### Task to carry out:
Convert everything in the data from the line containing "Can you see the ski" down to the line containing "column 211, row 167", inclusive, into a numbered list, leaving out any blank lines.
____ Supplied material
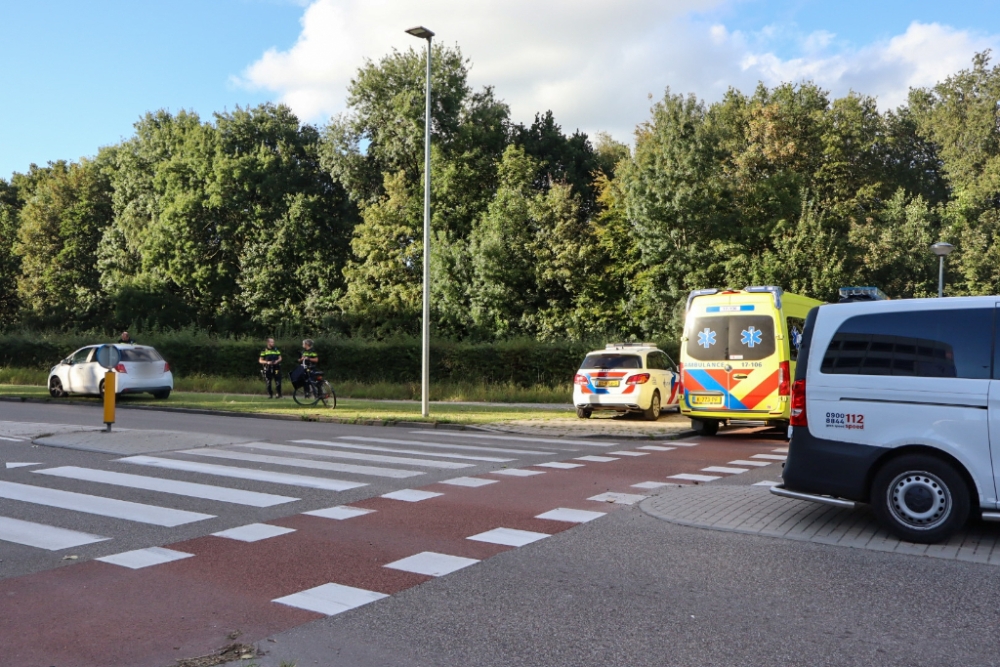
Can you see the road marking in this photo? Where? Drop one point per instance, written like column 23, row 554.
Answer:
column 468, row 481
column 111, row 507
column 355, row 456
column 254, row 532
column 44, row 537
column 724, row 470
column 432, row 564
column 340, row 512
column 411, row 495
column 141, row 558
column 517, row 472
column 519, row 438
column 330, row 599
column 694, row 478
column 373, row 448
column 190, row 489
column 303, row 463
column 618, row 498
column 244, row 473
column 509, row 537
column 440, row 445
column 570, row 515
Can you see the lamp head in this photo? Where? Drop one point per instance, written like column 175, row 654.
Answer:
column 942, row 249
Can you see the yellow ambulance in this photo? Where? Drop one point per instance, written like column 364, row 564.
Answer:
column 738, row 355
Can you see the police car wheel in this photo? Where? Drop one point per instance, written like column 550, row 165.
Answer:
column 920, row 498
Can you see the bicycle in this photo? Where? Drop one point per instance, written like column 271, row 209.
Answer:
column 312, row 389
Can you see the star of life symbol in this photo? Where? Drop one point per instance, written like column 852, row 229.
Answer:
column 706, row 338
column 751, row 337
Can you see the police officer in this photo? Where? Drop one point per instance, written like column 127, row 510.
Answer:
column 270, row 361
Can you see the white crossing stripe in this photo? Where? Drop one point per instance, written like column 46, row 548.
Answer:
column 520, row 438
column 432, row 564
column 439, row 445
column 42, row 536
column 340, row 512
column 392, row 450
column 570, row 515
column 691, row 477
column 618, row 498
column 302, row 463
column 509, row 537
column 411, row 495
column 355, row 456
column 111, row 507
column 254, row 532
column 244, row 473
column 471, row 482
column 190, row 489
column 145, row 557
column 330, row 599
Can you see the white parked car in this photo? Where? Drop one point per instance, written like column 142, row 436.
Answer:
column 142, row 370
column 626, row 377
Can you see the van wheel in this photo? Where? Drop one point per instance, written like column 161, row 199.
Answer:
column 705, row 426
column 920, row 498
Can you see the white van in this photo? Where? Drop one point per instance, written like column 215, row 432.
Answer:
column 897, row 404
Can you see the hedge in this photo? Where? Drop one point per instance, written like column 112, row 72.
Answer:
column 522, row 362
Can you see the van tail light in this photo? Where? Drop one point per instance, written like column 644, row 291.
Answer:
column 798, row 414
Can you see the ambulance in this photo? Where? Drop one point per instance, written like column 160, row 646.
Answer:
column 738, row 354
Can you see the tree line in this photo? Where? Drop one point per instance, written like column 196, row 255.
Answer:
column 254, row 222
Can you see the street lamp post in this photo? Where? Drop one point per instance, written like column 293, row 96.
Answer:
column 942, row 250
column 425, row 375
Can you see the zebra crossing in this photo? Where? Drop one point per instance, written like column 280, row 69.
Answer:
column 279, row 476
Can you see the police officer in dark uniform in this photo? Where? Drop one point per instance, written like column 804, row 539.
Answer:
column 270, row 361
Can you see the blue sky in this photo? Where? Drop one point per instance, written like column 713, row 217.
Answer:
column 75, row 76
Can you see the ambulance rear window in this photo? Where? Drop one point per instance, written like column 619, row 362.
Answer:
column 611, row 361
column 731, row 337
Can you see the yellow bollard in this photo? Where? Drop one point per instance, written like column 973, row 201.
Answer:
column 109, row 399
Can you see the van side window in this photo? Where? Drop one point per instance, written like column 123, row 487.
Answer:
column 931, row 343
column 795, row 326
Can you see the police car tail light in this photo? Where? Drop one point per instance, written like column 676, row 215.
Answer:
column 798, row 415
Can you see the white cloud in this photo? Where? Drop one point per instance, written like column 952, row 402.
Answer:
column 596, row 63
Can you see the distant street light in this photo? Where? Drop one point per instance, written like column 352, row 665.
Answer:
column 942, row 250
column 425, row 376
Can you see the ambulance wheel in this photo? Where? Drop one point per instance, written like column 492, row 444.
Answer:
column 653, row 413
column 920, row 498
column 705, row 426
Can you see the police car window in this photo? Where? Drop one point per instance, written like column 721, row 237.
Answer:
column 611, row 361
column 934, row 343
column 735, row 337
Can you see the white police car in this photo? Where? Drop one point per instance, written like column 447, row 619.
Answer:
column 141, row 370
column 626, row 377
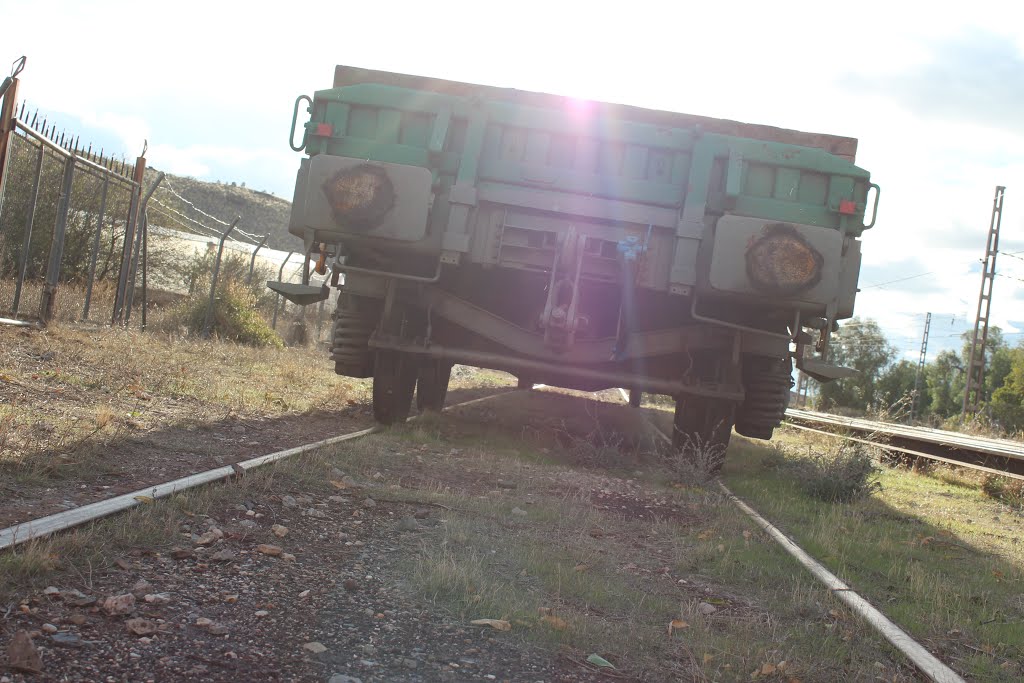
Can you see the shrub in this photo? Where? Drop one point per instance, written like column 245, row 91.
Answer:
________
____ Supplied material
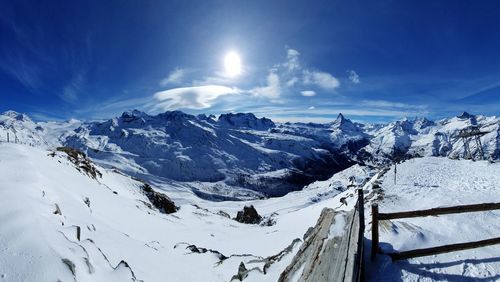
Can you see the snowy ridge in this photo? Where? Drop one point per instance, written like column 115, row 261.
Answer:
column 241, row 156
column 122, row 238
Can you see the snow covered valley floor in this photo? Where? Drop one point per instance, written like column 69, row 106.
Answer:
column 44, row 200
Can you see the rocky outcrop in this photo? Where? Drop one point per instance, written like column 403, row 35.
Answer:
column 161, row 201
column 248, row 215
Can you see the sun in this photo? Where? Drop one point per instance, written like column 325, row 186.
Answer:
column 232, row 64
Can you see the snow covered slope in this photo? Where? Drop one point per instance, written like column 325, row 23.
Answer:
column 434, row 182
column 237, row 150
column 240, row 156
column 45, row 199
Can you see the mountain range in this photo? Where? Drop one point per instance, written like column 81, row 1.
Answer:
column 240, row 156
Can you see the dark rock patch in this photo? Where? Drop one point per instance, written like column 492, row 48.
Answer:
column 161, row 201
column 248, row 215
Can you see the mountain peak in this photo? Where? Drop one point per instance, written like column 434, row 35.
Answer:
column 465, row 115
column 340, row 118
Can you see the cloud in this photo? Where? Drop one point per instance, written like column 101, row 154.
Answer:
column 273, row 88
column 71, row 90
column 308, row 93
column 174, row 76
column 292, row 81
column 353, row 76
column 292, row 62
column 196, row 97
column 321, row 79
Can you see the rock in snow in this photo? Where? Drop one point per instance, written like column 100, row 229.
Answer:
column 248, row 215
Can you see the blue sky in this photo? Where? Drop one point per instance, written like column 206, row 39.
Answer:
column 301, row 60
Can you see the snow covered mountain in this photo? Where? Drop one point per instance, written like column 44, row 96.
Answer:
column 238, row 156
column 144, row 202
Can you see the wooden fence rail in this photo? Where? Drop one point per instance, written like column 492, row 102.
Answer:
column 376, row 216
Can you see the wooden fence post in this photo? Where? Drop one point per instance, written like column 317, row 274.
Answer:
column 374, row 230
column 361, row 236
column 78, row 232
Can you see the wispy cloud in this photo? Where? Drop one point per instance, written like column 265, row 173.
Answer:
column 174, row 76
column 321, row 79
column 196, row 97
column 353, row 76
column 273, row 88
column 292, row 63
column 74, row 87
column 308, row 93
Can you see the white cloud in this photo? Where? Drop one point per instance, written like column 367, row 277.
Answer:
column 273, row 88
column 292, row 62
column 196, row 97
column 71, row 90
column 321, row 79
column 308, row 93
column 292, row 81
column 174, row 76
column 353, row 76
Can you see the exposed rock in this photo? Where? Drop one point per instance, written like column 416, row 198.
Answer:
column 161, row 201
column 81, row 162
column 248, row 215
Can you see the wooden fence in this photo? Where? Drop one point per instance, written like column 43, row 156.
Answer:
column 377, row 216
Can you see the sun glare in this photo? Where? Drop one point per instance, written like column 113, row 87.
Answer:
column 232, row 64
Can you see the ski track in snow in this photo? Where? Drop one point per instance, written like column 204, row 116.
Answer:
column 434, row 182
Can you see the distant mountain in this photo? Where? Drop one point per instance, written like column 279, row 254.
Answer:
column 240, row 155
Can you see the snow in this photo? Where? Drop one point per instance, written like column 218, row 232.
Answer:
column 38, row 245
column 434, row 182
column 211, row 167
________
### Response to this exercise:
1. Can you see the ski track in snow in this photo? Where? Drop one point per instance, written like column 204, row 116.
2. Answer:
3. column 434, row 182
4. Can you see the distant mountain in this photo? Where? Drop one point per instance, written like column 279, row 254.
5. Answer:
6. column 240, row 155
7. Can you see the snow in this photo? Where? Drop one point per instance, written like column 218, row 232.
8. Answer:
9. column 38, row 245
10. column 434, row 182
11. column 211, row 167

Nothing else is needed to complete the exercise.